# [Task directions]
Answer these about the mailing-list message:
(a) Which mailing list is given in its Lists line?
(b) What argument name is proposed to replace "syncio"?
(c) When does the reply say the change will be made?

# [Selection]
Quick Links

Re: AIO v2.5

From:	Andres Freund <andres(at)anarazel(dot)de>
To:	Noah Misch <noah(at)leadboat(dot)com>
Cc:	Antonin Houska <ah(at)cybertec(dot)at>, pgsql-hackers(at)postgresql(dot)org, Thomas Munro <thomas(dot)munro(at)gmail(dot)com>, Heikki Linnakangas <hlinnaka(at)iki(dot)fi>, Robert Haas <robertmhaas(at)gmail(dot)com>, Jakub Wartak <jakub(dot)wartak(at)enterprisedb(dot)com>, Jelte Fennema-Nio <postgres(at)jeltef(dot)nl>
Subject:	Re: AIO v2.5
Date:	2025-03-25 02:52:19
Message-ID:	brd4ebxlbnnehjb2jifkme4hovdmxszxqnnfbuoblrarkgvepu@ydfqaoe3zime
Views:	Whole Thread \| Raw Message \| Download mbox \| Resend email
Thread:
Lists:	pgsql-hackers

Hi,

On 2025-03-24 19:20:37 -0700, Noah Misch wrote:
> On Thu, Mar 20, 2025 at 09:58:37PM -0400, Andres Freund wrote:
> > static void
> > TerminateBufferIO(BufferDesc *buf, bool clear_dirty, uint32 set_flag_bits,
> > - bool forget_owner)
> > + bool forget_owner, bool syncio)
> > ...
> Looking at the callers:
>
> ZeroAndLockBuffer[1083] TerminateBufferIO(bufHdr, false, BM_VALID, true, true);
> ExtendBufferedRelShared[2869] TerminateBufferIO(buf_hdr, false, BM_VALID, true, true);
> FlushBuffer[4827] TerminateBufferIO(buf, true, 0, true, true);
> AbortBufferIO[6637] TerminateBufferIO(buf_hdr, false, BM_IO_ERROR, false, true);
> buffer_readv_complete_one[7279] TerminateBufferIO(buf_hdr, false, set_flag_bits, false, false);
> buffer_writev_complete_one[7427] TerminateBufferIO(buf_hdr, clear_dirty, set_flag_bits, false, false);
>
> I think we can improve on the "syncio" arg name. The first two aren't doing
> IO, and AbortBufferIO() may be cleaning up what would have been an AIO if it
> hadn't failed early. Perhaps name the arg "release_aio" and pass
> release_aio=true instead of syncio=false (release_aio = !syncio).

Yes, I think that makes sense. Will do that tomorrow.

> > +static pg_attribute_always_inline PgAioResult
> > +buffer_readv_complete_one(uint8 buf_off, Buffer buffer, uint8 flags,
> > + bool failed, bool is_temp)
> > +{
> ...
> > + if ((flags & READ_BUFFERS_ZERO_ON_ERROR) || zero_damaged_pages)

# [Material]
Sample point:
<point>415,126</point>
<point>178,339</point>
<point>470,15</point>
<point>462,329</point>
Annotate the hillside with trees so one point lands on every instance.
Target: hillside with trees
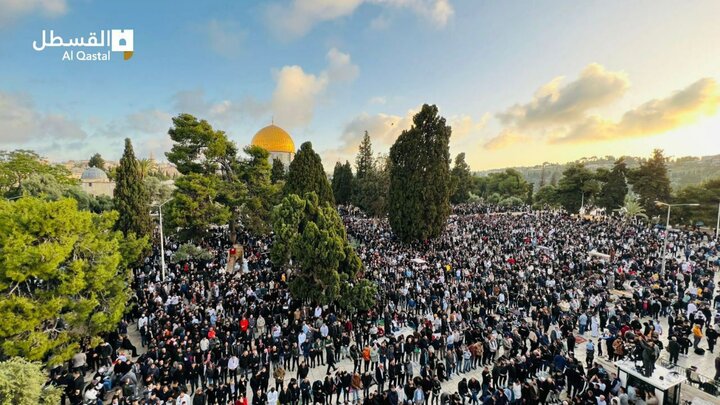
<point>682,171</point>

--

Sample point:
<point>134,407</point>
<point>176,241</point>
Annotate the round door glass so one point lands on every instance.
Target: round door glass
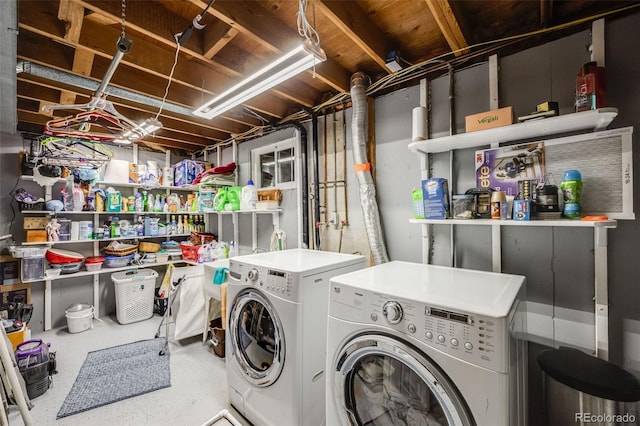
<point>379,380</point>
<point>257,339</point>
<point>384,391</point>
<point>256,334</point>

# [Result]
(a) pgsql-hackers
(b) release_aio
(c) Tomorrow